III – Interval Schedules...

The Matrix Online has successfully remediated the operant conditioning ritual of using an elevator via expectations derived from the “real world”.

This century-old ritual of using elevators – in “real” or “virtual” life – is a perfect example of a “duration schedule” where the behavior of button pressing must be performed throughout the waiting interval. Similar to triggering a pedestrian traffic light for a cross-walk, the player sometimes presses a floor-button more than once to see whether or not the virtual elevator actually works. In terms of audio feedback, the button sounds do not accurately give a sense that the button is pressed but there is an elevator drone that occurs shortly after (bandwidth latency determines the drone length) which indicates a transition between the floors. Because of this latency, there was not a direct correlation regarding the relative space between floors since the sound did not always sync up. Also, there was no audio or visual feedback (no light nor sound) provided for a floor that was inaccessible or locked. As a result, Distri spent many minutes wondering if there was a glitch in the system (the world crashed) or whether or not a desired floor was locked.

Within Metro World, some of the elevators do not work and in addition, not all the floors of each floor can be accessed. Once again, it should be emphasized that since there is no feedback provided via a sound indicating a successful arrival onto a given floor, the ritual of using a virtual elevator in the Matrix is not properly reinforced on a Pavlovian level since there is no “bell” to indicate access-success. On the contrary, the elevator behavior in the Matrix is far closer to Operant Conditioning methodology since one engages in a mindless and anguishing repetition of the stimulus (button-pressing of multiple floors) in order to hopefully get access to a given floor.

++++++

WRITTEN REQUEST A:
Decide whether each statement agrees with the excerpt on elevators in The Matrix Online. For each, answer yes or no and quote the deciding words of the excerpt. (i) Some elevators in Metro World do not work. (ii) A light signals when a floor is locked. (iii) Bandwidth latency affects how long the elevator drone lasts.
The excerpt and the listing after it are unrelated to each other.

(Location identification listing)

++++++

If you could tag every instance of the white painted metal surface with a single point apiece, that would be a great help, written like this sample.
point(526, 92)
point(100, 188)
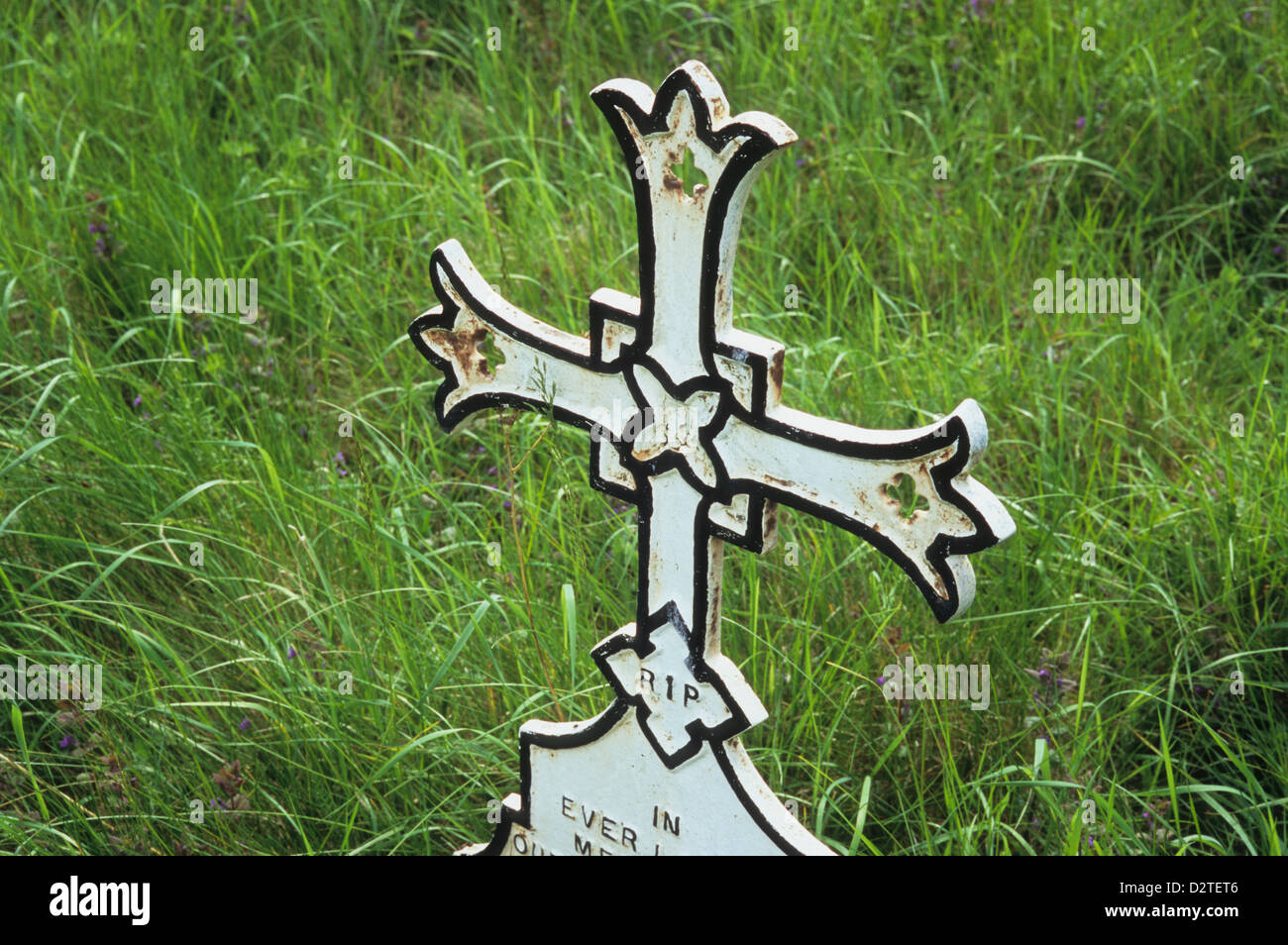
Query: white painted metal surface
point(686, 420)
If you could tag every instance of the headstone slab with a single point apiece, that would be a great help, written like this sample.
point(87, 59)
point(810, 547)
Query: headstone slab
point(687, 424)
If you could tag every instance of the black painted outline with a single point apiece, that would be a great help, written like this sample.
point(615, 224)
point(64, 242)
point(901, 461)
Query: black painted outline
point(760, 145)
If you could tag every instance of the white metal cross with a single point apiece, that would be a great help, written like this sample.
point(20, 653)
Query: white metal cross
point(687, 424)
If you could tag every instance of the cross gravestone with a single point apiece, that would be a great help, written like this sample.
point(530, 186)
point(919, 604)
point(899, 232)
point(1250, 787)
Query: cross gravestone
point(698, 441)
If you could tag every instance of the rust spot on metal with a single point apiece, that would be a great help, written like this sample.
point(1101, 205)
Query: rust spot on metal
point(464, 348)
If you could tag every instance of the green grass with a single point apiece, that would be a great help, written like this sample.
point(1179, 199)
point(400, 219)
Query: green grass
point(914, 291)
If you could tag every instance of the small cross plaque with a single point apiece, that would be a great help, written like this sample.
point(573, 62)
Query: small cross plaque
point(687, 424)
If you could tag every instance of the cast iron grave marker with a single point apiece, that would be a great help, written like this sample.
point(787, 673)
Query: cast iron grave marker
point(706, 452)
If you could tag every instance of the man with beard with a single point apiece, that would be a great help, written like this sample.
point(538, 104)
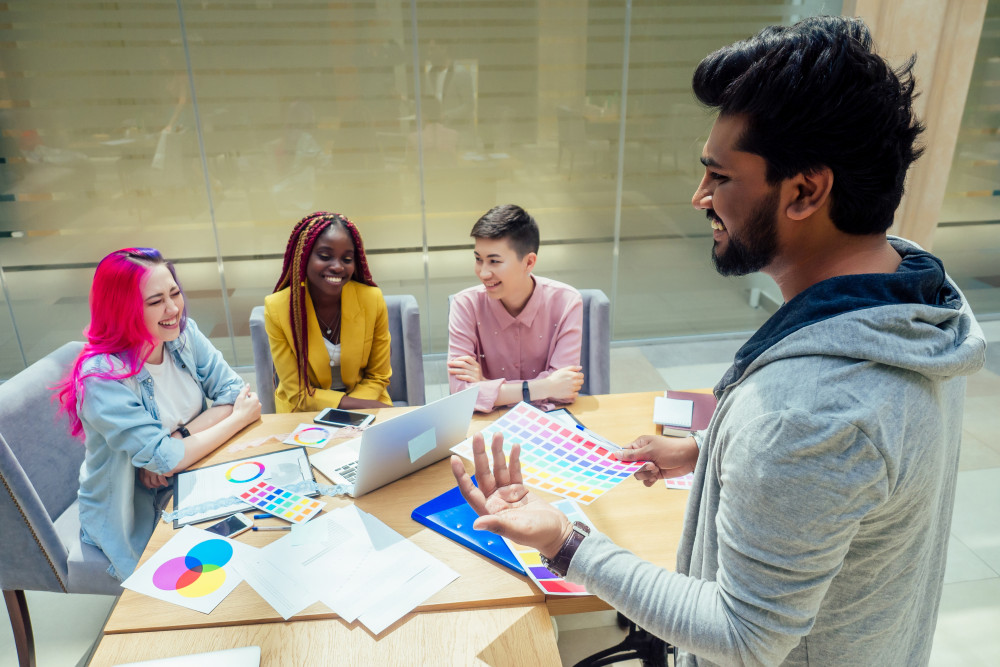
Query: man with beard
point(817, 526)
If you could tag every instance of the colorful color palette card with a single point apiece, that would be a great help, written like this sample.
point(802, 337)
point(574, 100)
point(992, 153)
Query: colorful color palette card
point(531, 560)
point(195, 569)
point(201, 492)
point(311, 435)
point(555, 457)
point(283, 504)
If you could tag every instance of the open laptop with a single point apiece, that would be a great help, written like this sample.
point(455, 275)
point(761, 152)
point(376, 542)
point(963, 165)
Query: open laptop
point(389, 450)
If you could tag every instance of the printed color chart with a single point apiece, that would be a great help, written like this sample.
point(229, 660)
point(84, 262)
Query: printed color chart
point(531, 560)
point(309, 435)
point(555, 457)
point(283, 504)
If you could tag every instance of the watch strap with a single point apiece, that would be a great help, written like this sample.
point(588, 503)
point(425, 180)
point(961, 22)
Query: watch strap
point(560, 564)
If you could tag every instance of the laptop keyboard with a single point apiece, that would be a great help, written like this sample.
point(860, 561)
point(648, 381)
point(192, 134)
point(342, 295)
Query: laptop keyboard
point(349, 471)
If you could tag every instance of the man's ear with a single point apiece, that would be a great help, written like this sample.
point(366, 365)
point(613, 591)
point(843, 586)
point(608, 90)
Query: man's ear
point(810, 192)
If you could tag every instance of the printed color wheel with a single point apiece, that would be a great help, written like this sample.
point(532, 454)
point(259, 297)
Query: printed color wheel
point(197, 574)
point(245, 472)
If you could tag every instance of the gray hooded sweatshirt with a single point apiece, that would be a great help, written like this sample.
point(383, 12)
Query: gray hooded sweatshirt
point(817, 525)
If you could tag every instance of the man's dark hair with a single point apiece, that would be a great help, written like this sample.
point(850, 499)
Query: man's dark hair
point(510, 222)
point(816, 94)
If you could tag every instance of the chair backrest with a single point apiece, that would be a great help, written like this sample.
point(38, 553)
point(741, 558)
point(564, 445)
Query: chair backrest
point(595, 346)
point(39, 470)
point(595, 354)
point(406, 354)
point(263, 364)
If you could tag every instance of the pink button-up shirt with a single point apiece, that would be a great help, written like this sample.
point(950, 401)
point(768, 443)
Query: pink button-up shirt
point(544, 337)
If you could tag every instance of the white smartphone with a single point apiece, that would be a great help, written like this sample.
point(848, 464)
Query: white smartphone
point(338, 417)
point(231, 526)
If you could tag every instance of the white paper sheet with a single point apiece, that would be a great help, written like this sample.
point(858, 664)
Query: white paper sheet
point(377, 576)
point(673, 411)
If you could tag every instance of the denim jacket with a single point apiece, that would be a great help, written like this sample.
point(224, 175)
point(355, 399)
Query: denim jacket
point(123, 432)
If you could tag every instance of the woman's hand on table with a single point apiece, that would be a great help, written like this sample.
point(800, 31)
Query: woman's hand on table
point(246, 408)
point(152, 480)
point(466, 369)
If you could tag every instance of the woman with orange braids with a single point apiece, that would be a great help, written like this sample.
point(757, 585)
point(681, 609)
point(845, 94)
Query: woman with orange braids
point(327, 321)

++++++

WRITTEN REQUEST B:
Duplicate these lines of the location identification listing: begin at the line that has "If you could tag every instance of the black" and stop after the line that has "point(464, 348)".

EXERCISE OUTPUT A:
(i) Yes: "Within Metro World, some of the elevators do not work"
(ii) No: "there was no audio or visual feedback (no light nor sound) provided for a floor that was inaccessible or locked"
(iii) Yes: "bandwidth latency determines the drone length"

EXERCISE OUTPUT B:
If you could tag every instance of the black painted outline with a single point apiece, that would be a great help, written like this sample.
point(615, 224)
point(64, 242)
point(901, 461)
Query: black painted outline
point(760, 145)
If you could tag every instance of the white metal cross with a single point apiece, that would be a great help, written like this sample.
point(20, 653)
Query: white metal cross
point(687, 424)
If you could tag every instance of the cross gravestone with a single point apiece, that would be a great help, written like this sample.
point(530, 186)
point(919, 604)
point(899, 232)
point(1250, 787)
Query: cross gravestone
point(698, 441)
If you could tag every instance of the rust spot on metal with a single point apiece, that would be a great help, written like this sample.
point(1101, 205)
Query: rust spot on metal
point(464, 348)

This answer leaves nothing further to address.